● How to complete this task
Your answer must be the full set of records, repeated exactly.

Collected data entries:
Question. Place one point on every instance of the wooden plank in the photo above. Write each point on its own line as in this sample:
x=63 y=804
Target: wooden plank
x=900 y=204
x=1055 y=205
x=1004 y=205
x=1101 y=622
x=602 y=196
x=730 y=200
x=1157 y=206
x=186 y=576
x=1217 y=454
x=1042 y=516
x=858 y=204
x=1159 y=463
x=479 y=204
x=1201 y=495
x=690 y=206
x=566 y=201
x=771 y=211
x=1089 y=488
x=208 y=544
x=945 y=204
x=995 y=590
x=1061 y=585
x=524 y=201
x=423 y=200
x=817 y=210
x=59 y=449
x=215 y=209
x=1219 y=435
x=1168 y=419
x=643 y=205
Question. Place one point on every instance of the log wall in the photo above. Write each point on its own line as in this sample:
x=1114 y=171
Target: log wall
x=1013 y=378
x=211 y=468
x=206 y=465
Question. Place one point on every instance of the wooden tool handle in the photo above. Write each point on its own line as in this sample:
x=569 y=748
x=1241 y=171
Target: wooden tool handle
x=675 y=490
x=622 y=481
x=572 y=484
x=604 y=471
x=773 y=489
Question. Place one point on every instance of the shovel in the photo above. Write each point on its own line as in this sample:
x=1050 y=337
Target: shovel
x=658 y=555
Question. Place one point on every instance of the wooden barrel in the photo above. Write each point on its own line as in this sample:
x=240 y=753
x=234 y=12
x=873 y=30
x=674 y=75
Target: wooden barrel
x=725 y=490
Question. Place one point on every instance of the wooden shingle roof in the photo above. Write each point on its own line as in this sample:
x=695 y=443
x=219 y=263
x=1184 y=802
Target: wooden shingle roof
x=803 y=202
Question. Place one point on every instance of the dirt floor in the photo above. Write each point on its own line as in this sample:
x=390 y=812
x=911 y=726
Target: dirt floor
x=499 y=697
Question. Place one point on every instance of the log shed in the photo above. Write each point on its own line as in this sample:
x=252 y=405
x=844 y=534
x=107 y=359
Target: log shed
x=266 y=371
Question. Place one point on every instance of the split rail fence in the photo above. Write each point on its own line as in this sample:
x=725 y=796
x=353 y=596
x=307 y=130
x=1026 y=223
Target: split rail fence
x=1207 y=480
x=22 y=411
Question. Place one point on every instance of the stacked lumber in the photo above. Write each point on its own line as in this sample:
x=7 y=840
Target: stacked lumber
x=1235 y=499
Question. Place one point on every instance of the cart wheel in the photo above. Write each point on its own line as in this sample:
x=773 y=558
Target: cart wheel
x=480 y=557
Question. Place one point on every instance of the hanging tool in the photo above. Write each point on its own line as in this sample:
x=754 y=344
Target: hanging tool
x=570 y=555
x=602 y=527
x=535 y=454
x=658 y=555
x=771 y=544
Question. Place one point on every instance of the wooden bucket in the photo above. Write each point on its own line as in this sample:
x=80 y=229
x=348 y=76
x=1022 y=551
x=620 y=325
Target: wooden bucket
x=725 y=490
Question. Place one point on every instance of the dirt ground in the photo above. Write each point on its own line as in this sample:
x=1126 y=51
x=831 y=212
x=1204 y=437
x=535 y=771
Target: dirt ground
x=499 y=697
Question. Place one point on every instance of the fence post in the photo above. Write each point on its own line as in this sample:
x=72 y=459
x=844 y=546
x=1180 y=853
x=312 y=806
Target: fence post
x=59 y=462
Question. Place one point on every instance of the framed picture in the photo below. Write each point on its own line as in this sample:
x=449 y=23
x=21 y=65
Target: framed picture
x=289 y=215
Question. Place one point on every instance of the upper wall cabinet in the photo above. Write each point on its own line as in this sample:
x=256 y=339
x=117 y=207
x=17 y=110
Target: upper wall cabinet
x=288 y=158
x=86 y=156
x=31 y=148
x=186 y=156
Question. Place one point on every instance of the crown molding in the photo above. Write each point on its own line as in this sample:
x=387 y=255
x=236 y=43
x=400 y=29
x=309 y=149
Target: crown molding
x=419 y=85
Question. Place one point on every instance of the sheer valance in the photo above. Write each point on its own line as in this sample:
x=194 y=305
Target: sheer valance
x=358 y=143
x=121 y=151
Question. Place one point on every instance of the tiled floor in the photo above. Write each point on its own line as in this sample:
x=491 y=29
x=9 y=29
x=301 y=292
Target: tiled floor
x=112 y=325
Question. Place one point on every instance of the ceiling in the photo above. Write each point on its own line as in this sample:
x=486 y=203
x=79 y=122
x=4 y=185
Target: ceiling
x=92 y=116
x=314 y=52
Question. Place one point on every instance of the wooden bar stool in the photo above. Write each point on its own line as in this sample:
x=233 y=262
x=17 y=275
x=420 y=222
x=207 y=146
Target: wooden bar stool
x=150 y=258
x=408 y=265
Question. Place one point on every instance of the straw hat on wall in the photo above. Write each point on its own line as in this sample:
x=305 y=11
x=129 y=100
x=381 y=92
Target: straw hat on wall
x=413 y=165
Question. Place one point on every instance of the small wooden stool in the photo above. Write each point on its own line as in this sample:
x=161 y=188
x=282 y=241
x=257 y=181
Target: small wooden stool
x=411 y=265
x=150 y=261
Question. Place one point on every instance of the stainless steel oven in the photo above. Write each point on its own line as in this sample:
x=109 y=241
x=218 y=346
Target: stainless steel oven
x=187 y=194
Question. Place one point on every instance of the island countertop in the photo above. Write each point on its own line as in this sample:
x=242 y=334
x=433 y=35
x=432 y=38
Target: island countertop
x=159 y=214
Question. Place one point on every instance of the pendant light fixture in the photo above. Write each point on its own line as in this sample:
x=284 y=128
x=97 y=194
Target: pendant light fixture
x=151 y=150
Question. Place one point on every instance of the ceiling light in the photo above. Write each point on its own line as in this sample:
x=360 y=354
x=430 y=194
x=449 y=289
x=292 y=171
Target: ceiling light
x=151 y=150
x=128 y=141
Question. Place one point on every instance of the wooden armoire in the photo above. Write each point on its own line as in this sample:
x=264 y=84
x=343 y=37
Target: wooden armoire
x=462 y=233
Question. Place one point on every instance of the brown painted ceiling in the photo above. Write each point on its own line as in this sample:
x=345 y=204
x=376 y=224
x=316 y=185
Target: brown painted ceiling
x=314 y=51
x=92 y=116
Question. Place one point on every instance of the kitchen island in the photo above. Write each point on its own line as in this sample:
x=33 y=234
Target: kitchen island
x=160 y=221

● Result of this task
Question. Place one point on every instance of the wooden plank in the photo above. Write each point on its own line as in this sample:
x=63 y=804
Target: wooden plank
x=900 y=204
x=1055 y=205
x=1004 y=205
x=1101 y=622
x=602 y=196
x=730 y=200
x=1157 y=206
x=186 y=576
x=1217 y=454
x=1042 y=516
x=858 y=204
x=1159 y=463
x=479 y=204
x=1201 y=495
x=690 y=206
x=566 y=201
x=771 y=211
x=1089 y=488
x=208 y=544
x=945 y=204
x=995 y=590
x=1061 y=585
x=524 y=201
x=423 y=200
x=817 y=210
x=59 y=449
x=215 y=209
x=1219 y=435
x=1168 y=419
x=643 y=205
Question. Place one point on every instance of the log wall in the photo above. Write each point on its own line as in this sample:
x=1114 y=171
Target: log wall
x=1013 y=378
x=211 y=468
x=206 y=465
Question. Place one point on every instance of the wooden tool handle in the photo above. Write each point on its own line as in this sample:
x=569 y=748
x=1241 y=171
Target: wooden tool handle
x=675 y=490
x=622 y=481
x=572 y=484
x=604 y=471
x=773 y=489
Question. Place one point on every instance of the shovel in the photo above. Write each point on its own line as in this sample:
x=1050 y=337
Target: shovel
x=658 y=555
Question. Place one point on every instance of the wooden barrel in the photo above. Write each point on its own line as in this sample:
x=240 y=753
x=234 y=12
x=873 y=30
x=674 y=75
Target: wooden barrel
x=725 y=490
Question. Place one point on every instance of the wooden shingle roof in the photo above. Write each point on its own line as in this sample:
x=695 y=443
x=219 y=263
x=1184 y=802
Target: wooden shingle roof
x=803 y=202
Question. Place one point on every instance of the dirt floor in the photo above. Write each point on its own line as in this sample:
x=390 y=812
x=911 y=726
Target: dirt floor
x=499 y=697
Question. Place one point on every instance of the log shed in the photo above. Write each point on its own line as in this sample:
x=252 y=405
x=844 y=534
x=107 y=359
Target: log shed
x=266 y=371
Question. Place one point on every instance of the split rail fence in the photo above. Write each point on its own line as in this sample:
x=725 y=796
x=353 y=596
x=307 y=130
x=1026 y=223
Target: split rail fence
x=1207 y=480
x=22 y=411
Question. Place one point on every instance of the stacked lumber in the photo above. Write each point on its own line as in this sample:
x=7 y=840
Target: stacked lumber
x=1235 y=499
Question. Place one point on every instance of the cart wheel in the photo above. Write each point on its own line as in this sample:
x=773 y=558
Target: cart wheel
x=480 y=557
Question. Place one point on every instance of the hanging tool in the photo above. Write each point on its own line as in this sample:
x=754 y=344
Target: hanging tool
x=570 y=555
x=602 y=527
x=535 y=454
x=658 y=555
x=771 y=544
Question. Place one point on every instance of the wooden bucket in the photo above. Write each point on its own line as in this sample:
x=80 y=229
x=348 y=76
x=1022 y=551
x=620 y=325
Target: wooden bucket
x=725 y=490
Question. Place one point on every instance of the dirt ground in the photo above. Write each point on its own line as in this sample:
x=1126 y=51
x=831 y=212
x=1204 y=437
x=535 y=771
Target: dirt ground
x=499 y=697
Question. Place one point on every instance of the fence post in the photo above. Write each point on its own line as in this sample:
x=72 y=459
x=844 y=546
x=1180 y=853
x=312 y=806
Target: fence post
x=59 y=462
Question. Place one point on every instance of the framed picture in the photo below. Write each point on its own line as in this sample:
x=449 y=23
x=21 y=65
Target: framed picture
x=289 y=215
Question. Place one point on every instance of the upper wall cabinet in the photo above. Write each point on its own line as in this sample:
x=256 y=339
x=117 y=207
x=17 y=110
Target: upper wall cabinet
x=288 y=158
x=86 y=156
x=31 y=148
x=186 y=156
Question. Place one point on every instance of the crown molding in the photo above. Write each point on its own line as in this sample:
x=387 y=255
x=236 y=43
x=400 y=29
x=309 y=149
Target: crown molding
x=419 y=85
Question. Place one point on every instance of the sheer valance in the photo above. Write each point on its own line as in this sample:
x=194 y=305
Target: sheer valance
x=358 y=143
x=121 y=151
Question. Place one point on every instance of the tiled floor in the photo above. Write each point on its own line as in this sample:
x=491 y=29
x=9 y=29
x=301 y=292
Target: tiled floor
x=112 y=325
Question. Place one point on every instance of the ceiling in the photo above. Write each point on its own line as in this sample:
x=486 y=203
x=79 y=122
x=4 y=185
Target: ceiling
x=92 y=116
x=314 y=52
Question. Place one point on every instance of the wooden bar stool in the photo above. Write each point on its own line as in this sample:
x=233 y=262
x=17 y=275
x=420 y=222
x=207 y=146
Target: wooden bar stool
x=150 y=258
x=408 y=265
Question. Place one point on every instance of the straw hat on wall in the photo above. Write each point on its own line as in this sample:
x=305 y=11
x=129 y=100
x=381 y=92
Target: straw hat on wall
x=413 y=165
Question. Place one point on every instance of the small wooden stool in the photo above. Write each point on its own line as in this sample:
x=161 y=188
x=282 y=241
x=257 y=181
Target: small wooden stool
x=411 y=265
x=150 y=261
Question. Place one point on every instance of the stainless steel oven in the photo above. Write each point on its own line as in this sample:
x=109 y=241
x=218 y=346
Target: stainless steel oven
x=187 y=194
Question. Place one point on every instance of the island countertop in the photo above. Write each point on its own line as in this sample:
x=242 y=334
x=433 y=35
x=432 y=38
Target: island countertop
x=159 y=214
Question. Place one point on every instance of the pendant light fixture in the photo above. Write each point on its own line as in this sample:
x=284 y=128
x=97 y=194
Target: pendant light fixture
x=151 y=150
Question. Place one point on every instance of the ceiling light in the photo above. Write each point on its own line as in this sample:
x=360 y=354
x=430 y=194
x=449 y=289
x=292 y=171
Target: ceiling light
x=151 y=150
x=128 y=141
Question. Place one point on every instance of the wooden armoire in the photo above. Write each point on its own line as in this sample:
x=264 y=84
x=343 y=37
Target: wooden armoire
x=462 y=233
Question. Place one point on every instance of the brown painted ceiling in the photo above. Write each point on its own line as in this sample:
x=345 y=204
x=376 y=224
x=316 y=185
Target: brown painted ceiling
x=314 y=51
x=92 y=116
Question. Place one point on every instance of the kitchen island in the photo above. Write each point on its own line as in this sample:
x=33 y=234
Target: kitchen island
x=160 y=221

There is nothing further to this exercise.